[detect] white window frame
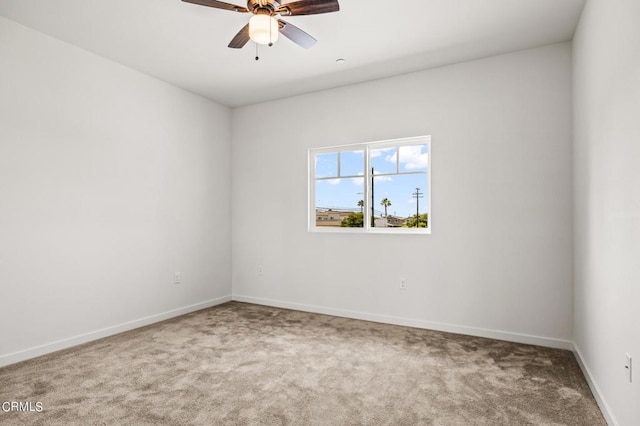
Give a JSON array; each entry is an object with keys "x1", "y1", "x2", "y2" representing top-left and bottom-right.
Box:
[{"x1": 308, "y1": 135, "x2": 431, "y2": 234}]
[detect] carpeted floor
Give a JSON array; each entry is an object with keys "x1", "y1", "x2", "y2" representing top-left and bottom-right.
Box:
[{"x1": 0, "y1": 302, "x2": 605, "y2": 425}]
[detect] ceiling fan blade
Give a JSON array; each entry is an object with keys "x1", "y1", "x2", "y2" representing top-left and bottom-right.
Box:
[
  {"x1": 182, "y1": 0, "x2": 248, "y2": 13},
  {"x1": 228, "y1": 24, "x2": 250, "y2": 48},
  {"x1": 278, "y1": 19, "x2": 317, "y2": 49},
  {"x1": 277, "y1": 0, "x2": 339, "y2": 16}
]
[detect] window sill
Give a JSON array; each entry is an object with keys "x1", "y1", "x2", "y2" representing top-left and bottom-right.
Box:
[{"x1": 309, "y1": 227, "x2": 431, "y2": 235}]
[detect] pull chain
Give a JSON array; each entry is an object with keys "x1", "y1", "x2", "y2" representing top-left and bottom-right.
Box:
[{"x1": 255, "y1": 42, "x2": 259, "y2": 61}]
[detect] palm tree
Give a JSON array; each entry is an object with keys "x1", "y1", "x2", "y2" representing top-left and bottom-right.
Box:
[
  {"x1": 357, "y1": 199, "x2": 364, "y2": 214},
  {"x1": 380, "y1": 198, "x2": 392, "y2": 217}
]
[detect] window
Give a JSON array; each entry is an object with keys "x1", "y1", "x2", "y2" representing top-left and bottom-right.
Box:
[{"x1": 309, "y1": 136, "x2": 431, "y2": 233}]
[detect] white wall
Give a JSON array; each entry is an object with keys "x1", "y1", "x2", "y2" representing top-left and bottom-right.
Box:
[
  {"x1": 232, "y1": 43, "x2": 574, "y2": 347},
  {"x1": 573, "y1": 0, "x2": 640, "y2": 424},
  {"x1": 0, "y1": 17, "x2": 232, "y2": 366}
]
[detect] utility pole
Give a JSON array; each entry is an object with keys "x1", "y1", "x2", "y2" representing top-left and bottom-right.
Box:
[
  {"x1": 371, "y1": 167, "x2": 375, "y2": 227},
  {"x1": 412, "y1": 188, "x2": 423, "y2": 227}
]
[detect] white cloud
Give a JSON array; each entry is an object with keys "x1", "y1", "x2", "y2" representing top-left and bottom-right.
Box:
[
  {"x1": 384, "y1": 145, "x2": 428, "y2": 170},
  {"x1": 400, "y1": 145, "x2": 428, "y2": 170},
  {"x1": 326, "y1": 179, "x2": 341, "y2": 185},
  {"x1": 374, "y1": 175, "x2": 393, "y2": 182},
  {"x1": 370, "y1": 147, "x2": 394, "y2": 159}
]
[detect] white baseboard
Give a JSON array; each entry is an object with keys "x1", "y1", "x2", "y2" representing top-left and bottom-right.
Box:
[
  {"x1": 573, "y1": 344, "x2": 618, "y2": 426},
  {"x1": 231, "y1": 295, "x2": 574, "y2": 350},
  {"x1": 0, "y1": 295, "x2": 232, "y2": 368}
]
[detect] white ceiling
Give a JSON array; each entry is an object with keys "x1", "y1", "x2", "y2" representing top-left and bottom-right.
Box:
[{"x1": 0, "y1": 0, "x2": 585, "y2": 107}]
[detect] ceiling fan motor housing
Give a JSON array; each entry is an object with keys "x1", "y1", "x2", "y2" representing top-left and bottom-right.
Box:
[{"x1": 247, "y1": 0, "x2": 281, "y2": 14}]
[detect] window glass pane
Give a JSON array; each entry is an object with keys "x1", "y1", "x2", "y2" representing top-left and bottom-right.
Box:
[
  {"x1": 315, "y1": 177, "x2": 365, "y2": 227},
  {"x1": 315, "y1": 153, "x2": 338, "y2": 178},
  {"x1": 399, "y1": 144, "x2": 428, "y2": 173},
  {"x1": 310, "y1": 137, "x2": 430, "y2": 233},
  {"x1": 373, "y1": 173, "x2": 428, "y2": 228},
  {"x1": 340, "y1": 150, "x2": 364, "y2": 177},
  {"x1": 370, "y1": 147, "x2": 397, "y2": 175}
]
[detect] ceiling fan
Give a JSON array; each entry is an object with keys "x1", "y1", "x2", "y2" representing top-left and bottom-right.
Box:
[{"x1": 182, "y1": 0, "x2": 340, "y2": 49}]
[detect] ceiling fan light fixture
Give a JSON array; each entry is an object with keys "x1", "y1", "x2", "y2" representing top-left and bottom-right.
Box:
[{"x1": 249, "y1": 14, "x2": 279, "y2": 45}]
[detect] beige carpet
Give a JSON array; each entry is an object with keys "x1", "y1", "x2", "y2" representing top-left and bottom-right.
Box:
[{"x1": 0, "y1": 302, "x2": 605, "y2": 425}]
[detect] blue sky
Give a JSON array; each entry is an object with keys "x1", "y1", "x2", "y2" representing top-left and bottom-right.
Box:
[{"x1": 315, "y1": 144, "x2": 429, "y2": 218}]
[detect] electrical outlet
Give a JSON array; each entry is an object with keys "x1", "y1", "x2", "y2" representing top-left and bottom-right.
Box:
[
  {"x1": 625, "y1": 353, "x2": 632, "y2": 383},
  {"x1": 399, "y1": 278, "x2": 407, "y2": 290},
  {"x1": 174, "y1": 272, "x2": 181, "y2": 285}
]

Work item. The answer must be every line from the records above that contains "window".

Response area.
[detect] white window frame
[detect] window sill
[detect] window
[detect] window glass pane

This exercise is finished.